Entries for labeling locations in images
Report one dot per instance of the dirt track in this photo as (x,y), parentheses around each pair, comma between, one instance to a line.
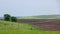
(45,24)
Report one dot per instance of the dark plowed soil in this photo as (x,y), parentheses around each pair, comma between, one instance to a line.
(45,24)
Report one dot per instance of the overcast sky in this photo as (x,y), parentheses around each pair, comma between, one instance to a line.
(29,7)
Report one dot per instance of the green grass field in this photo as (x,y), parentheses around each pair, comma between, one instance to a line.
(7,27)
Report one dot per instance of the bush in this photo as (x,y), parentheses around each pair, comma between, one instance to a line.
(13,19)
(7,17)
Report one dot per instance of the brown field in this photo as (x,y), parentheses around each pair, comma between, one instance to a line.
(45,24)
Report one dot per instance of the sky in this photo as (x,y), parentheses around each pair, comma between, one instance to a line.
(29,7)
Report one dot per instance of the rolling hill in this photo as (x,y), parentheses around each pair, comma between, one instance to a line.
(7,27)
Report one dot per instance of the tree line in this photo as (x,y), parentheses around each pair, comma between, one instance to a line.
(8,17)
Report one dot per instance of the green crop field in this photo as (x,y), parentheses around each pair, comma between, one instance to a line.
(7,27)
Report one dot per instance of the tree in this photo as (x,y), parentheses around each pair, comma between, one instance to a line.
(13,19)
(7,17)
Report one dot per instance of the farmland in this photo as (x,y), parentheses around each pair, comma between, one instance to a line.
(46,24)
(7,27)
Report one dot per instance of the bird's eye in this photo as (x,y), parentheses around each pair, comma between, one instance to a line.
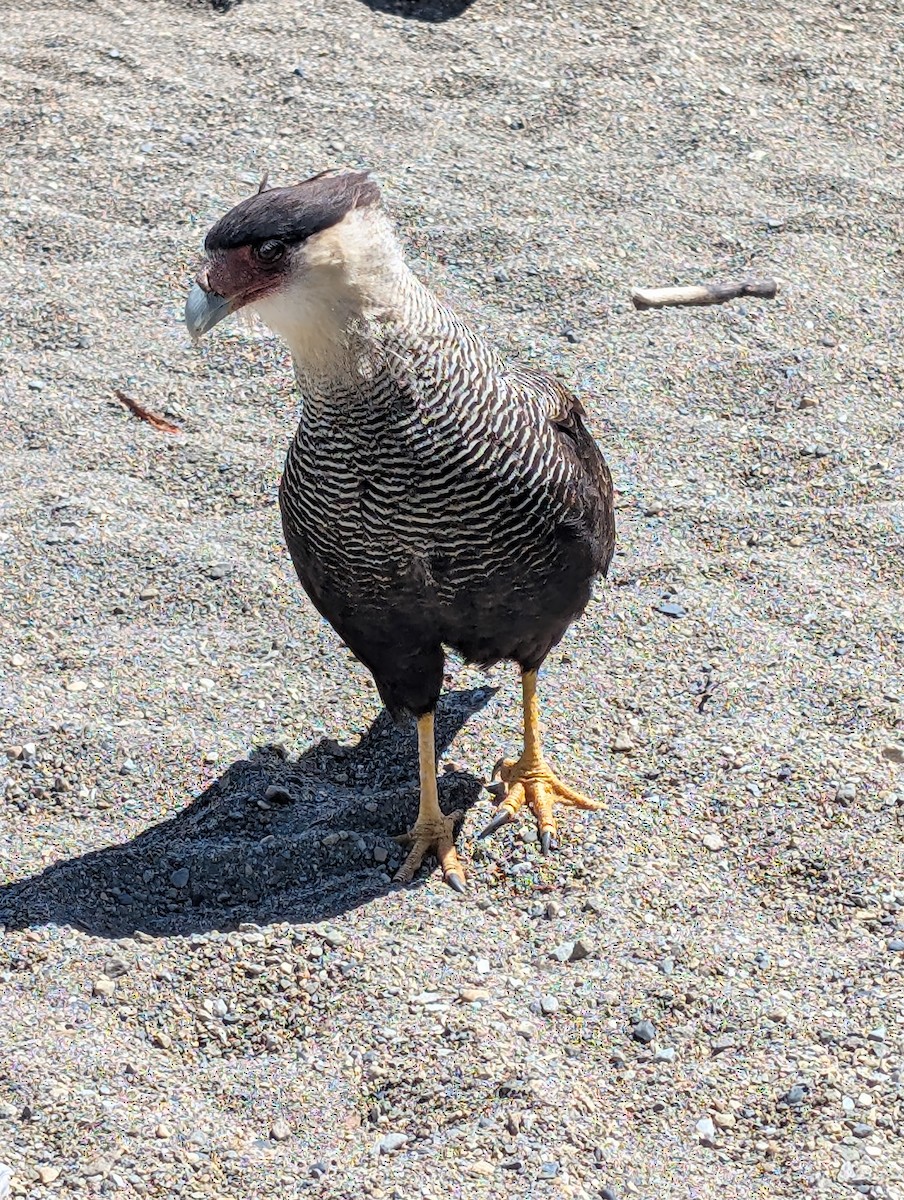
(270,251)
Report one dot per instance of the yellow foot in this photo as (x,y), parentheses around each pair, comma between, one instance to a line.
(534,783)
(432,835)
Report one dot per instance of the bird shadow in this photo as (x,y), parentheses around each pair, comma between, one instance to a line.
(435,11)
(271,839)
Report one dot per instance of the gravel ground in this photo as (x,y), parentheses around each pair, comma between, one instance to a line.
(208,987)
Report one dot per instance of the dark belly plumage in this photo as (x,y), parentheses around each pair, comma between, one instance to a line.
(412,531)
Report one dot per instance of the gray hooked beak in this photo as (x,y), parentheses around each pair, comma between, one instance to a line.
(203,310)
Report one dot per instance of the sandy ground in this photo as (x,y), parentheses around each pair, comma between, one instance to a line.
(207,993)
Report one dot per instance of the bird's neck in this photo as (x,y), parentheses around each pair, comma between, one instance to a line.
(342,318)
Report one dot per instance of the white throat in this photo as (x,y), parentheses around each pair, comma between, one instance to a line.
(347,282)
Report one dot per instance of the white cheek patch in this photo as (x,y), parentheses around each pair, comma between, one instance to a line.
(340,280)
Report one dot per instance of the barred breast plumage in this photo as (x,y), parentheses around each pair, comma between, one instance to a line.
(439,497)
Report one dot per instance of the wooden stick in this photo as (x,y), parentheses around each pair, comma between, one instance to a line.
(702,293)
(145,414)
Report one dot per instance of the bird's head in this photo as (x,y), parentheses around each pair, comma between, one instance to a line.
(297,256)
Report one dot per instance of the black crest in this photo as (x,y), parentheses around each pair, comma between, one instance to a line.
(293,214)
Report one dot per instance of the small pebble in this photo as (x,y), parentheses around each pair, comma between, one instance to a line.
(390,1141)
(706,1131)
(670,609)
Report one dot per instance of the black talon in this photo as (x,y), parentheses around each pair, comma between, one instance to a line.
(497,822)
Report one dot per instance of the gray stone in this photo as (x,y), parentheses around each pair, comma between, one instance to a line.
(390,1141)
(706,1131)
(331,935)
(581,949)
(280,1131)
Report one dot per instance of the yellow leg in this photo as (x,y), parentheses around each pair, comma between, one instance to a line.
(432,833)
(531,780)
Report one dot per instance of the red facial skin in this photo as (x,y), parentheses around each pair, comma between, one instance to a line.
(240,276)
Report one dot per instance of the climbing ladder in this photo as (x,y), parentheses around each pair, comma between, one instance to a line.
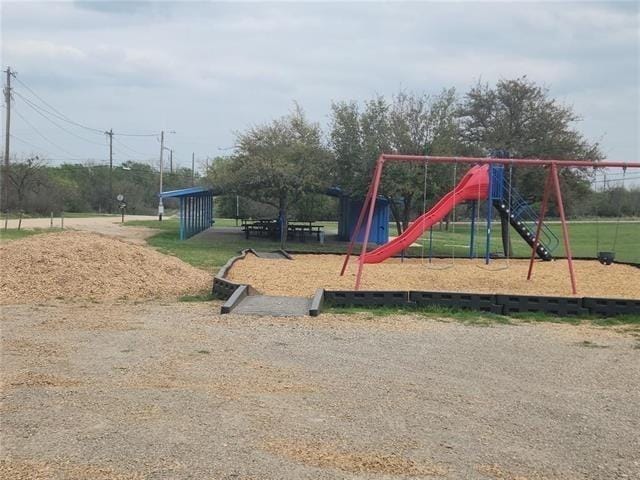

TASK STATEMENT => Render every line of the records above as a numbered list, omitting blank lines. Do not include the pictures.

SOLUTION FOR THIS TASK =>
1. Report one dot per instance of the dirt track in this photo as (x,y), parentheses around each pair, comma between, one instance to a line.
2. (45,24)
3. Report one dot per instance of the dark plowed soil in this photo as (x,y), parentheses around each pair, comma between, one instance to a line.
4. (45,24)
5. Report one dot per instance of the overcast sky in this photo as (x,y), parentheses around each pair, comma between, one instance to a line.
6. (29,7)
7. Report one dot per instance of the green grass field in this photo as (x,y), parentheses around each pair, comma between, one instance to a line.
8. (7,27)
9. Report one dot per instance of the bush in this photo as (x,y), parentheses around each pair, comma between, one instance to a line.
10. (13,19)
11. (7,17)
12. Report one dot per instance of the brown field in this photo as (x,y), parentheses around each pair, comma between, one instance to a line.
13. (45,24)
14. Report one dot per instance of the sky in this photo as (x,y), parentheses around each pair, comma between, one instance to a line.
15. (29,7)
16. Report one dot per instance of the rolling hill in this photo as (x,y), parentheses around each pair, comma between, one instance to a line.
17. (7,27)
18. Report one dot per instance of the tree line in this photo as (x,y), parentheses around each pair, comma between, one instance to a line.
19. (8,17)
20. Report one dot per instance of the green crop field in this photo as (x,y), parentheses around each pair, comma between, one instance to a line.
21. (7,27)
22. Report one dot per instance of the tree in this photo as (x,y), parentheses around each pair, comma between, one instance to a line.
23. (13,19)
24. (7,17)
25. Report one dot per instance of the farmland in this photo as (x,y), parentheses around each pair, comma between, one instance to a line.
26. (46,24)
27. (7,27)
28. Report one dot per instance of the bird's eye in this photo as (x,y), parentheses around each pair, comma between, one instance to a line.
29. (270,251)
30. Report one dot per instance of the yellow foot in this photo as (x,y), parentheses around each pair, comma between, one instance to a line.
31. (534,783)
32. (432,835)
33. Report one dot per instance of the bird shadow in this photo as (x,y), parentheses around each pair, comma between, one instance to a line.
34. (435,11)
35. (271,839)
36. Report one dot per instance of the gravel ground in this photo as (x,y), parentheses around each pair, comma between, one instance to a line.
37. (208,987)
38. Report one dot per instance of the dark belly plumage in this photo as (x,y), parentheses around each pair, comma between, one instance to a line.
39. (412,531)
40. Report one dot per instance of the gray hooked beak in this photo as (x,y), parentheses around each pair, comma between, one instance to a line.
41. (203,310)
42. Report one dot per instance of the sandy ground in this photo as (x,y), parentheses around each pair, comma between, one instance to a line.
43. (207,993)
44. Report one dot per instance of the bird's neck in this photo as (x,y), parentheses around each pair, comma between, one instance to a line.
45. (342,318)
46. Report one dot per instance of the white throat in this photo as (x,y), parentheses around each pair, comma between, one instance to a line.
47. (347,282)
48. Report one dot per instance of the white cheek patch in this photo as (x,y), parentheses around each pair, comma between, one instance to a line.
49. (340,280)
50. Report one dot per instance of the barred breast plumage in this photo as (x,y), parentheses around each pair, comma between, one instance to a line.
51. (439,497)
52. Report one dot per instance of the wooden stick in this photo as (x,y), parentheses around each pair, comma between, one instance to a line.
53. (702,293)
54. (145,414)
55. Report one dot per instance of the bird's head in this photo as (x,y), parentheses around each pair, comma between, one instance to a line.
56. (297,256)
57. Report one dot per instance of the black crest in this photo as (x,y), parentheses around each pair, comma between, one instance to a line.
58. (293,214)
59. Report one dot per instance of the small pebble in this photo as (x,y), parentheses around each pair, comma between, one instance to a line.
60. (390,1141)
61. (706,1131)
62. (670,609)
63. Report one dot per instance of the black talon in this photo as (x,y), parentheses around each pair, comma between, one instance to a line.
64. (497,822)
65. Report one dot per instance of the gray stone in this photo as (x,y), parentheses around each pair, comma between, one instance to a line.
66. (390,1141)
67. (706,1131)
68. (331,935)
69. (581,949)
70. (280,1131)
71. Report one dot per instance of the yellow leg in this photo as (x,y), parentheses around each pair, comma between, one instance to a line.
72. (432,833)
73. (531,780)
74. Report one dot per instance of the red facial skin in this photo as (x,y), parentheses around each pair, comma between, one instance to a line.
75. (240,276)
76. Report one dot per instance of the climbing ladder in this photo as (x,y), parentheses around each pair, comma between, one instance to a line.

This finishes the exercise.